### [Problem requirements]
Repeat exactly, and only, the lines from the one containing "Phrase: gray sneaker" through the end of the records.

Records
_ _ _ _

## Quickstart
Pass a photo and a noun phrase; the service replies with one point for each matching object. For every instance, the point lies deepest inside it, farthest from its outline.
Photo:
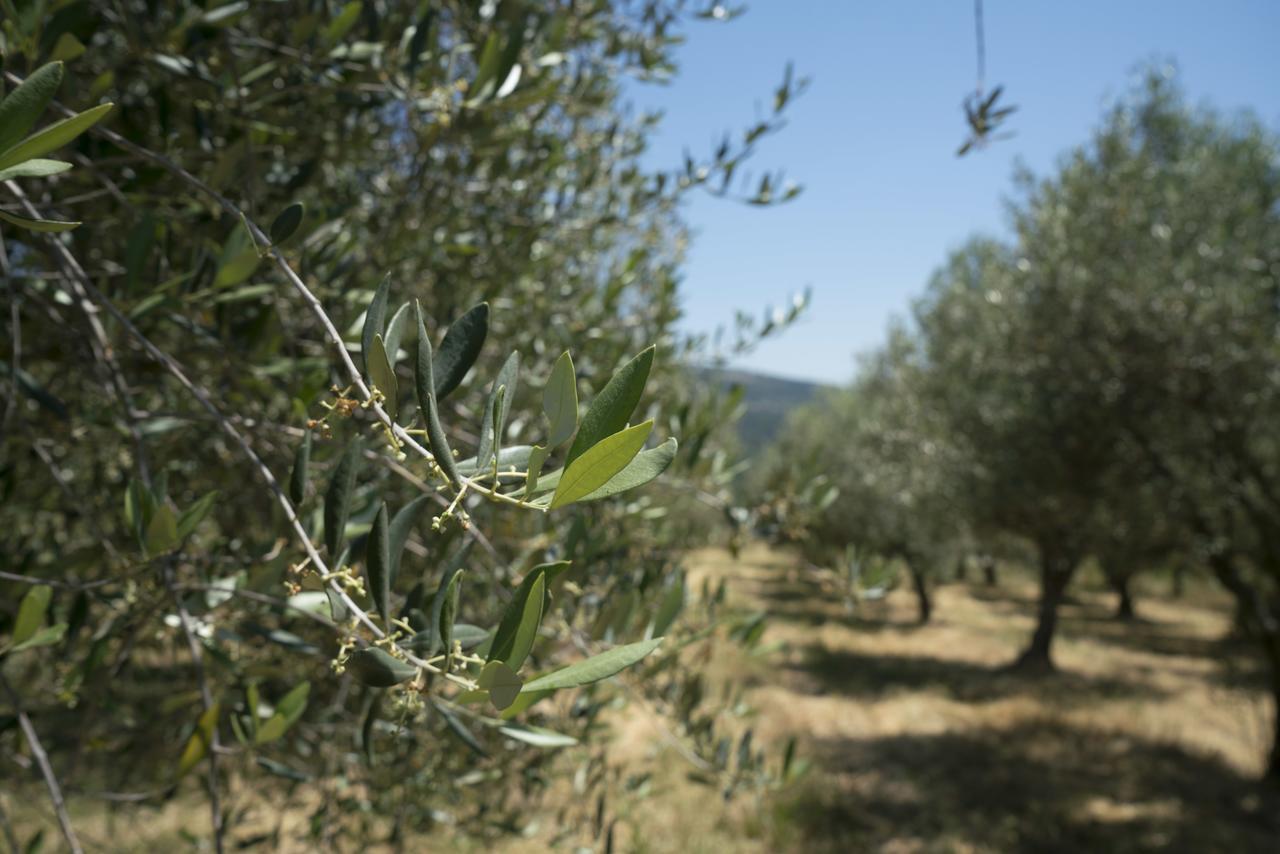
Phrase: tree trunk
(988, 570)
(1124, 604)
(1056, 571)
(1179, 580)
(922, 593)
(1272, 771)
(1124, 608)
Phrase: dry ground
(1148, 738)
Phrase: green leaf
(54, 136)
(195, 514)
(67, 48)
(524, 703)
(612, 407)
(201, 739)
(343, 22)
(522, 610)
(44, 638)
(487, 67)
(444, 611)
(46, 225)
(538, 736)
(594, 469)
(496, 409)
(298, 476)
(36, 168)
(384, 377)
(560, 401)
(31, 612)
(287, 222)
(402, 525)
(645, 466)
(460, 348)
(425, 379)
(467, 635)
(502, 683)
(374, 319)
(396, 327)
(458, 729)
(378, 560)
(337, 501)
(464, 634)
(161, 531)
(378, 668)
(595, 667)
(529, 622)
(508, 459)
(536, 459)
(287, 713)
(22, 108)
(225, 14)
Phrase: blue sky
(873, 140)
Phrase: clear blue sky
(873, 141)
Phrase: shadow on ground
(1032, 788)
(872, 676)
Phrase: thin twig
(206, 698)
(37, 750)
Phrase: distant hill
(768, 400)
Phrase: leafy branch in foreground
(21, 150)
(417, 645)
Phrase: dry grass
(1147, 739)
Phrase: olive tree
(297, 484)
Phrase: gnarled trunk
(988, 570)
(1124, 607)
(1119, 583)
(1056, 570)
(922, 592)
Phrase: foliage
(227, 434)
(1104, 386)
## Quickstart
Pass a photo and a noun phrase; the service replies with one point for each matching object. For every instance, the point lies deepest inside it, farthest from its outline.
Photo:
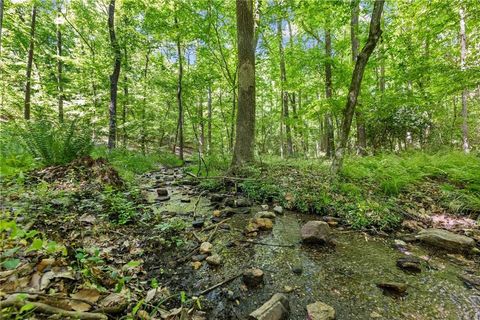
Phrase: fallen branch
(13, 301)
(268, 244)
(218, 285)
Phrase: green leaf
(11, 263)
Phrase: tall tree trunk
(245, 134)
(59, 68)
(284, 92)
(361, 134)
(329, 132)
(355, 85)
(463, 57)
(112, 130)
(28, 83)
(209, 121)
(179, 91)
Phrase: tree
(28, 83)
(355, 85)
(463, 57)
(245, 134)
(112, 132)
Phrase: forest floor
(83, 238)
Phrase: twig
(218, 285)
(268, 244)
(13, 301)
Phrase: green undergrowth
(373, 191)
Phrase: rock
(214, 260)
(316, 232)
(253, 277)
(217, 197)
(265, 214)
(206, 248)
(162, 192)
(446, 240)
(199, 257)
(278, 209)
(198, 223)
(409, 263)
(395, 288)
(320, 311)
(277, 308)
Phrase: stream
(344, 277)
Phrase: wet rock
(206, 248)
(446, 240)
(393, 288)
(253, 277)
(217, 197)
(278, 209)
(161, 192)
(198, 223)
(277, 308)
(320, 311)
(317, 232)
(265, 214)
(409, 263)
(214, 260)
(199, 257)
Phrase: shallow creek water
(344, 277)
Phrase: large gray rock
(446, 240)
(320, 311)
(277, 308)
(316, 232)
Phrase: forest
(240, 159)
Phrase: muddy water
(344, 277)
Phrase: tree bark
(28, 83)
(463, 57)
(112, 131)
(329, 132)
(284, 92)
(245, 134)
(209, 121)
(355, 85)
(59, 69)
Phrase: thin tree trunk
(59, 69)
(355, 85)
(463, 57)
(112, 132)
(284, 92)
(245, 134)
(329, 132)
(361, 134)
(179, 91)
(209, 123)
(28, 84)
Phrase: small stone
(395, 288)
(199, 257)
(265, 214)
(278, 209)
(253, 277)
(409, 263)
(277, 308)
(198, 223)
(317, 232)
(206, 247)
(320, 311)
(214, 260)
(162, 192)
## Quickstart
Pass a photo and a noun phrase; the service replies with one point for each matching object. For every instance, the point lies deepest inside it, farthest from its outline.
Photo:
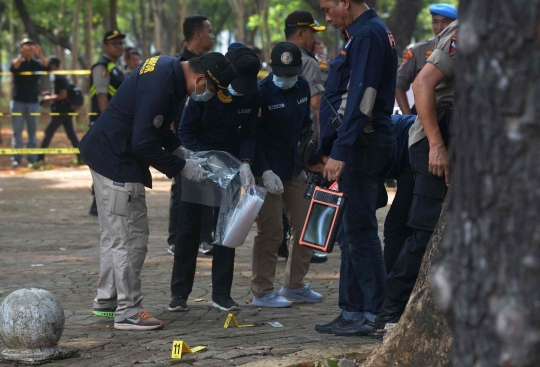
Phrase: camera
(313, 180)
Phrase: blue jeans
(362, 272)
(17, 124)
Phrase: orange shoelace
(144, 315)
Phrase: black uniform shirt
(135, 127)
(26, 87)
(61, 83)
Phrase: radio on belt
(323, 218)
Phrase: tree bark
(88, 33)
(402, 22)
(157, 25)
(29, 26)
(487, 278)
(113, 9)
(75, 35)
(421, 337)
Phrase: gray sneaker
(271, 300)
(303, 294)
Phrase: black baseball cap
(247, 64)
(26, 41)
(303, 18)
(286, 59)
(115, 33)
(220, 72)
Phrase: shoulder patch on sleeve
(453, 44)
(408, 56)
(158, 121)
(149, 65)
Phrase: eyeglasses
(116, 44)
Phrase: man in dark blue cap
(132, 134)
(285, 121)
(415, 58)
(229, 127)
(361, 88)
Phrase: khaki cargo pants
(124, 236)
(270, 235)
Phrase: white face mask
(284, 83)
(207, 95)
(233, 92)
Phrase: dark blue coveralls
(211, 125)
(362, 82)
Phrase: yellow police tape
(58, 72)
(12, 151)
(49, 114)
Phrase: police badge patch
(158, 121)
(286, 58)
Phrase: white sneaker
(271, 300)
(304, 294)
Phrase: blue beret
(445, 10)
(235, 44)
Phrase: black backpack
(75, 96)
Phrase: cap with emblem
(286, 59)
(220, 72)
(26, 41)
(115, 33)
(445, 10)
(247, 63)
(303, 18)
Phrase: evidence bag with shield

_ _ _ _

### [Solution to this task]
Phrase: gray sneaker
(271, 300)
(303, 294)
Phrase: black baseball cap
(247, 64)
(26, 41)
(303, 18)
(286, 59)
(115, 33)
(220, 72)
Phrase: shoulder patch on sleeve
(453, 44)
(408, 56)
(158, 121)
(149, 65)
Phrase: eyeglasses
(116, 44)
Phrase: man in dark blue cap
(132, 134)
(285, 121)
(415, 58)
(229, 127)
(361, 88)
Phrase: khaki cargo pants
(124, 236)
(270, 235)
Phrase: white face mask
(284, 83)
(207, 95)
(233, 92)
Phrase: dark blue coveralls
(211, 125)
(362, 82)
Phrase: yellow police tape
(58, 72)
(12, 151)
(49, 114)
Phrase: police badge patch
(158, 121)
(286, 58)
Phrase: white sneaker
(271, 300)
(304, 294)
Phrase: blue beret
(445, 10)
(235, 44)
Phrase: black backpack
(75, 96)
Phrase: cap with emblem
(286, 59)
(220, 72)
(26, 41)
(115, 33)
(445, 10)
(247, 63)
(303, 18)
Phrase: evidence bag with shield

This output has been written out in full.